# [DOCUMENT SECTION]

Enzymes are the components that enhance the reaction rate in a biological system by reducing the quantity of activation energy necessary to start a reaction. This experiment worked to determine the effect of pH and concentration of the substrate on the enzyme activity. The optimum pH for enzyme’s best-working condition was determined to be pH 7 while the 4g was the concentration of the substrate that saturated the enzyme.
Enzymes are the components that enhance the reaction rate in a biological system. The enzymes achieve this by reducing the quantity of activation energy needed to initiate the reaction. The enzymatic activity is highly dependent on the balance in a number of factors including temperature, pH, and the enzyme and substrate concentration (Lehninger, Nelson and Cox). Optimum conditions for these factors are needed for the optimum enzyme activity to be realized. Changing the level of pH from the optimum level for a given enzyme results in reduced enzymatic activity. Raising the substrate concentration results in an increase in the rate of enzyme activity until the enzyme is saturated with the substrate (Lehninger, Nelson and Cox).
This experiment worked to determine the effect of pH and concentration of the substrate on the enzyme activity.

# [TASK SET]
A: According to the enzyme experiment report, what pH gave the enzyme its best-working condition?
B: Resume the enzyme experiment report, picking up right after its final sentence.

Source data
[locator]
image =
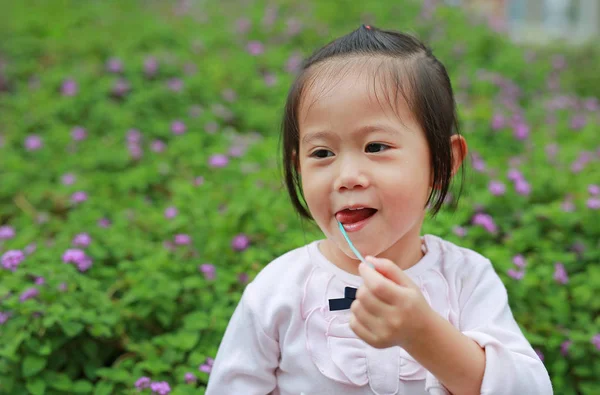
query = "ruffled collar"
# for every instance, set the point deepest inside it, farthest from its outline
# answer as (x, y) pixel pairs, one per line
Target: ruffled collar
(334, 348)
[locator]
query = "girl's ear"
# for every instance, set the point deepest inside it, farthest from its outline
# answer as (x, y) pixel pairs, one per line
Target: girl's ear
(295, 161)
(459, 148)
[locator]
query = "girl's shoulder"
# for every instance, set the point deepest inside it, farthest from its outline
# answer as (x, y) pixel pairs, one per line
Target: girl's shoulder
(281, 281)
(458, 261)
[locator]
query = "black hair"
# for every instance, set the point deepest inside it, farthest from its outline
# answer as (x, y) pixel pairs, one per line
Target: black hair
(415, 73)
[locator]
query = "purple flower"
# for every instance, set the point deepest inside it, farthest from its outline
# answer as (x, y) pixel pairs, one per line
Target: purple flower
(218, 160)
(596, 341)
(178, 127)
(521, 131)
(170, 212)
(182, 239)
(578, 122)
(522, 187)
(190, 68)
(160, 387)
(484, 220)
(515, 175)
(243, 278)
(459, 231)
(79, 197)
(29, 293)
(593, 203)
(4, 317)
(158, 146)
(142, 383)
(175, 84)
(560, 274)
(540, 354)
(69, 87)
(82, 240)
(243, 25)
(30, 249)
(33, 143)
(519, 261)
(255, 48)
(270, 79)
(517, 275)
(496, 188)
(68, 179)
(564, 347)
(133, 136)
(114, 65)
(211, 127)
(498, 121)
(78, 257)
(135, 150)
(559, 62)
(567, 205)
(208, 270)
(78, 133)
(240, 242)
(190, 378)
(11, 259)
(236, 151)
(150, 66)
(478, 163)
(6, 232)
(551, 150)
(293, 27)
(229, 95)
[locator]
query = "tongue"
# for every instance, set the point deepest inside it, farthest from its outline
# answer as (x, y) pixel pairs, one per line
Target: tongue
(352, 216)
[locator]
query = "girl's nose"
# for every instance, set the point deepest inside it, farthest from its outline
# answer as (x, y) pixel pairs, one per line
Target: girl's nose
(351, 175)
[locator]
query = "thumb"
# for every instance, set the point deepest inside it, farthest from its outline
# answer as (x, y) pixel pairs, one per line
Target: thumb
(391, 271)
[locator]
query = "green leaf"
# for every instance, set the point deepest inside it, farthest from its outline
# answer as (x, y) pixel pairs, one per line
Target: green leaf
(104, 388)
(36, 386)
(32, 364)
(82, 387)
(71, 328)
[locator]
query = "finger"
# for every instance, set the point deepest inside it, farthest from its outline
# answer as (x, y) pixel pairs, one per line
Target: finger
(360, 329)
(384, 289)
(391, 271)
(371, 304)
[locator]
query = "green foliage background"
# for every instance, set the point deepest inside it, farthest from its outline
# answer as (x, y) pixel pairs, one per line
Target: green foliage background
(144, 308)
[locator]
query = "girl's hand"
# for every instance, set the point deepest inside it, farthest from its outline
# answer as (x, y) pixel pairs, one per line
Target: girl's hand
(389, 309)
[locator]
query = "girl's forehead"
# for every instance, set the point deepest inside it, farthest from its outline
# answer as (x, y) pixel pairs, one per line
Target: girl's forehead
(352, 89)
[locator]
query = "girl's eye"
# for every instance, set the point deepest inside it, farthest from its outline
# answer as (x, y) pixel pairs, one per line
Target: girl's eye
(322, 153)
(376, 147)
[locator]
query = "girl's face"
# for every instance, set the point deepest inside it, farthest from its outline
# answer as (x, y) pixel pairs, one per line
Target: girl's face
(357, 153)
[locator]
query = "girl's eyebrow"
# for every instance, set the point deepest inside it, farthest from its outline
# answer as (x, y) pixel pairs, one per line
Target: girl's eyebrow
(363, 130)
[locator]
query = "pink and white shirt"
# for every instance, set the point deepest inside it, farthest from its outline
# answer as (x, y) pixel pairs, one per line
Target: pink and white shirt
(283, 340)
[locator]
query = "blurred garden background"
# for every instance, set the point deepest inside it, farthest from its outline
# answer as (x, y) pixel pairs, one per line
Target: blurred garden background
(140, 189)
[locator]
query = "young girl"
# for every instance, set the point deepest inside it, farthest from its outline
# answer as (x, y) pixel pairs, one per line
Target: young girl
(370, 141)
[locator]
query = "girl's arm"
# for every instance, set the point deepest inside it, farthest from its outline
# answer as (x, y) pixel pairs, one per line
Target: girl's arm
(247, 357)
(488, 354)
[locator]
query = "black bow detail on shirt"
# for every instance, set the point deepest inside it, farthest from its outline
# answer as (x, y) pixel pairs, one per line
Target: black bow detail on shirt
(345, 302)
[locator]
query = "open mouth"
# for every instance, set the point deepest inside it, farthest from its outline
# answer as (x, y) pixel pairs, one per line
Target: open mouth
(354, 219)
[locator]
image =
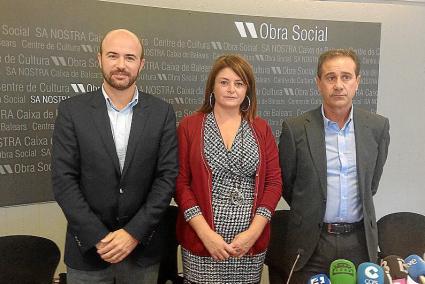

# [WRITTEN ANSWERS]
A: pH 7

B:
The experiment was conducted using a virtue lab provided by McGraw-Hill Education (McGraw-Hill Education).
The experiment was started by first adjusting the pH using the buttons to the desired pH (3, 5, 7, 9 and 11). Starting with pH 3, substrate was added to the tubes each tube with its own concentration by clicking and dragging the paper with the substrate to the tube. The tube contained enzyme solution at equal concentrations. Using the monitor, the number of product molecules in one minute was displayed and recorded. The program was reset and experiment repeated at a different pH level and data recorded.
Results and Discussion
The number of molecules of the product formed per minute were recorded in Table 1 below.
The results were presented graphically as shown in Figure 1 below. The reaction that occurred at pH 7 gave the best initial rate of reaction with a great increase as substrate concentration increased. This shows that pH 7 is the optimum pH for the enzyme under investigation. The amount of product formed at 4 g and 8 g substrate concentration was similar indicating that the enzyme was saturated by 4g of the substrate and no effect on the rate of reaction with more increase in substrate concentration.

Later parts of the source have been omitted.